*EXERCISE PROMPT*
All of the data goes into your copy exactly as written. Images do not.

[Dataset entries]
>>>>>
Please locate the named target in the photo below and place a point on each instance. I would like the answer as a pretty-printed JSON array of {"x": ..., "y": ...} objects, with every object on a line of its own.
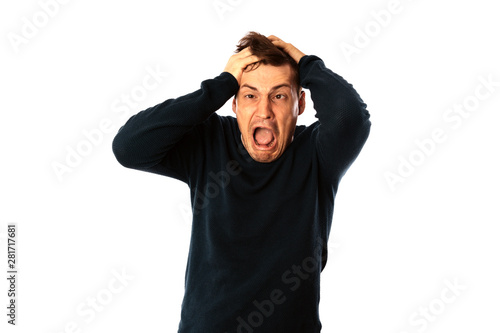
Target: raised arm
[
  {"x": 147, "y": 137},
  {"x": 343, "y": 118}
]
<<<<<
*OUTPUT BELOW*
Please locate the named target in the photo below and place a point on each instance. I would like the answer as a pretty-printed JSON array of {"x": ..., "y": ...} objects, with every object on a line of its own.
Target: raised arm
[
  {"x": 147, "y": 137},
  {"x": 343, "y": 118}
]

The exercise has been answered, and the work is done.